Exercise requirements:
Rewrite the records below with "widest part" in place of every "thickest part", leaving everything else unchanged.

[Pointing and labeling entries]
####

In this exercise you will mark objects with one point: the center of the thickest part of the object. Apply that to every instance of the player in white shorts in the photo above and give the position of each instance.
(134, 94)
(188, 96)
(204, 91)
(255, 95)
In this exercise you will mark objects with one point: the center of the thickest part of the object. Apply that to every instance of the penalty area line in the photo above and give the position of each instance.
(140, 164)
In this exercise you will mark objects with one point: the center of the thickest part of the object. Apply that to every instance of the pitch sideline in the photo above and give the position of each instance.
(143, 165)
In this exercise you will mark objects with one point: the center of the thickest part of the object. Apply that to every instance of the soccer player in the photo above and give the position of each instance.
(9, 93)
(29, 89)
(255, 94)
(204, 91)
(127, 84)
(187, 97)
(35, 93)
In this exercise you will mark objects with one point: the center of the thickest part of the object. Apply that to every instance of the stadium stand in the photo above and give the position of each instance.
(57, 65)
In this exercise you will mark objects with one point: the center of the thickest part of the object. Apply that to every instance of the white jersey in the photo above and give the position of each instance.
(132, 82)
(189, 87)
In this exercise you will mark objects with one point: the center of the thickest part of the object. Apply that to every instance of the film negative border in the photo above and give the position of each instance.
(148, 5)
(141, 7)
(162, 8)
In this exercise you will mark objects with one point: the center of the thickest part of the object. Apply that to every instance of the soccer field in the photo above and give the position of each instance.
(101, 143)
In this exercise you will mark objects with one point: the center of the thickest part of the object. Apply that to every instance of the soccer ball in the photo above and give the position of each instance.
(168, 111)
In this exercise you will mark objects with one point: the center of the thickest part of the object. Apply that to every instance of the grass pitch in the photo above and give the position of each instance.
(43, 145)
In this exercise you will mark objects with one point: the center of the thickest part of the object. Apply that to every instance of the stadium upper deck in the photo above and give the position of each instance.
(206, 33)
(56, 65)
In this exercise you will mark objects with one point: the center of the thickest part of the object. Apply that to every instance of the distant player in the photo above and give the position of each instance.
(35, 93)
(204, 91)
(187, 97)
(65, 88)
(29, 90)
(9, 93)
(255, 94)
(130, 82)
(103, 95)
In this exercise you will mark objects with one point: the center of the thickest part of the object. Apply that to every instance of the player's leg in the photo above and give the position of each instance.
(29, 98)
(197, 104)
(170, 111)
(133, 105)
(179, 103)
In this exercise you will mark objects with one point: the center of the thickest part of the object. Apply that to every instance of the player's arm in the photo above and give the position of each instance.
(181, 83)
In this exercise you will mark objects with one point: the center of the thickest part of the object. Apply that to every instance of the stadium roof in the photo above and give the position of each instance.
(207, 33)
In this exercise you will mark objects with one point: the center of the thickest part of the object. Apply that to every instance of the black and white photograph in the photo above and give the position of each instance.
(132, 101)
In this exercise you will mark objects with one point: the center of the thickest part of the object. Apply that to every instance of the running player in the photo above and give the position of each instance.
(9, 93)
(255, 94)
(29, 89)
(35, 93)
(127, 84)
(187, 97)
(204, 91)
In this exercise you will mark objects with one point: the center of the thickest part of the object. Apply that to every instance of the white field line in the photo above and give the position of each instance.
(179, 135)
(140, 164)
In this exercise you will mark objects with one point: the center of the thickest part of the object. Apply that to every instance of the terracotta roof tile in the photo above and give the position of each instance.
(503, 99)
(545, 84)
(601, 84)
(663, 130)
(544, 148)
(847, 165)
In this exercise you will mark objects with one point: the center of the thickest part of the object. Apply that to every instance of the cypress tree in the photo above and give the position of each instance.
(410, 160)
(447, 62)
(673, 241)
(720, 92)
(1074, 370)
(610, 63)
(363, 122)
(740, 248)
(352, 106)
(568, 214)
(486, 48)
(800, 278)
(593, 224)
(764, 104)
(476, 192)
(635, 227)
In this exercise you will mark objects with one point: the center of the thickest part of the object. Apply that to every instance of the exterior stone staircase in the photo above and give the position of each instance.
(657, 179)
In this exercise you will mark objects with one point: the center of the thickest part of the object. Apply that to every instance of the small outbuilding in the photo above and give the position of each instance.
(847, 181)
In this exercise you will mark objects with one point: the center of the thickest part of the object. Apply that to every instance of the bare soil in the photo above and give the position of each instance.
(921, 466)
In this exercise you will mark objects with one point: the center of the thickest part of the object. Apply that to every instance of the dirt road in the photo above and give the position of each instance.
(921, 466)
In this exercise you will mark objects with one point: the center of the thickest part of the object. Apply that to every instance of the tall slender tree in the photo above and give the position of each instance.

####

Written answer:
In this exercise you will mark objects with one point: the center of the widest part of the object. Apply that to every instance of the player in white shorts in the photo above and give the position of each instance.
(134, 94)
(188, 96)
(204, 91)
(255, 95)
In this exercise you will mark objects with one point: the center of the widest part of the object. Apply that to every instance of the penalty area line in the photo above and give the position of each instance.
(140, 164)
In this exercise you will mark objects with one point: the center of the widest part of the object. Apply that to every instance of the pitch sideline in the photo above and give the position of each instance.
(143, 165)
In this exercise you will mark objects with one point: the center of the widest part of the object. Apply that to every instance of the soccer player in the photo above and give the position of each instance.
(9, 93)
(29, 89)
(255, 94)
(204, 91)
(127, 84)
(187, 97)
(35, 93)
In this exercise you will mark objects with one point: the center of the widest part of the object. Apply that to every instance of the stadium stand in the photo above and give the position of each instance.
(57, 65)
In this exercise you will mark objects with one point: the center of the widest part of the object. Apply that to every instance of the white jersey in the photo above and give the position of each instance.
(132, 82)
(189, 87)
In this exercise you will mark objects with one point: the center of the widest part of the object. Apply that to every instance of the film negative border in the photo above and give the position of each instance.
(148, 5)
(141, 7)
(162, 8)
In this exercise you will mark objects with one point: the center of the widest part of the object. Apply that to every instance of the soccer field in the photo above and give the position of each instance.
(101, 143)
In this exercise you will mark objects with one point: the center of the widest part of the object. Apply that to every instance of the soccer ball in the photo above and give the position of each instance.
(168, 111)
In this exercise you will mark objects with one point: the center of the widest part of the object. Apply that to every instance of the grass pitch in the photo above and give the position of each instance.
(43, 145)
In this exercise you will mark objects with one point: the center of the widest part of the object. Apply that to every instance of the stadium upper deck in the photo above and give the position of each instance.
(206, 33)
(56, 65)
In this exercise you will mark objects with one point: the center of the widest part of the object. Apply that to every instance of the distant player in the photo above and give the position of each instance.
(35, 93)
(204, 91)
(187, 97)
(65, 88)
(29, 90)
(9, 93)
(255, 94)
(130, 82)
(103, 95)
In this exercise you will mark objects with one point: the center of the widest part of the object. Apply that to every instance of the player's leg in the photo above and give the position of each instance.
(29, 98)
(197, 104)
(170, 111)
(133, 105)
(179, 103)
In this exercise you will mark objects with one point: the center of the widest part of the object. Apply that to every instance of the player's arm in the photo above and give the position of each instance.
(181, 83)
In this exercise you will mark objects with one point: the center of the widest part of the object. Apply that to every instance of the stadium roof in the photo above and give the position of each instance.
(207, 33)
In this exercise you will mark objects with one point: the center of the widest part of the object. Apply that to every instance of the black and white photograph in the photo above and give the position of each instance.
(132, 101)
In this exercise you will mark objects with one point: the center of the widest part of the object. Apply that to every instance of the running player in the photo above and give the position of each instance.
(9, 93)
(255, 94)
(29, 89)
(35, 93)
(127, 84)
(187, 97)
(204, 91)
In this exercise you will mark objects with one point: the center of the widest part of the object. Apply that to every instance of the white field line in the photo above and give the position of each instance.
(179, 135)
(140, 164)
In this exercise you will mark objects with one point: the center of the widest part of the object. Apply that to every instance of the terracotta roof tile in the photo above and give the position of each instance.
(503, 99)
(545, 84)
(601, 84)
(663, 130)
(544, 148)
(847, 165)
In this exercise you will mark objects with one point: the center of the widest part of the object. Apply that to every instance of the cypress tree in the photo above and give the position of each instance.
(410, 160)
(447, 62)
(673, 241)
(720, 92)
(1074, 370)
(610, 63)
(363, 122)
(740, 248)
(352, 106)
(568, 214)
(486, 48)
(800, 278)
(593, 224)
(764, 104)
(476, 192)
(635, 227)
In this exercise you will mark objects with one point: the center of the widest part of the object. Apply that to every instance of the exterior stone staircase in the photo above and give the position of each instance.
(657, 179)
In this exercise you will mark objects with one point: the center of the widest part of the object. Apply that to every instance of the small outbuilding in the photo above and give the position of each instance.
(847, 181)
In this exercise you will mark objects with one point: the center of the widest part of the object. Apply that to every instance of the bare soil in the photo above and give the position of each instance.
(921, 466)
In this exercise you will mark objects with one point: the center of the widest part of the object. Apply that to every instance of the dirt road in the photo above and give the position of each instance.
(921, 466)
In this exercise you will mark objects with one point: the center of the widest part of the object. Apply that to every instance of the tall slender tree in the photo above and give the position of each instance.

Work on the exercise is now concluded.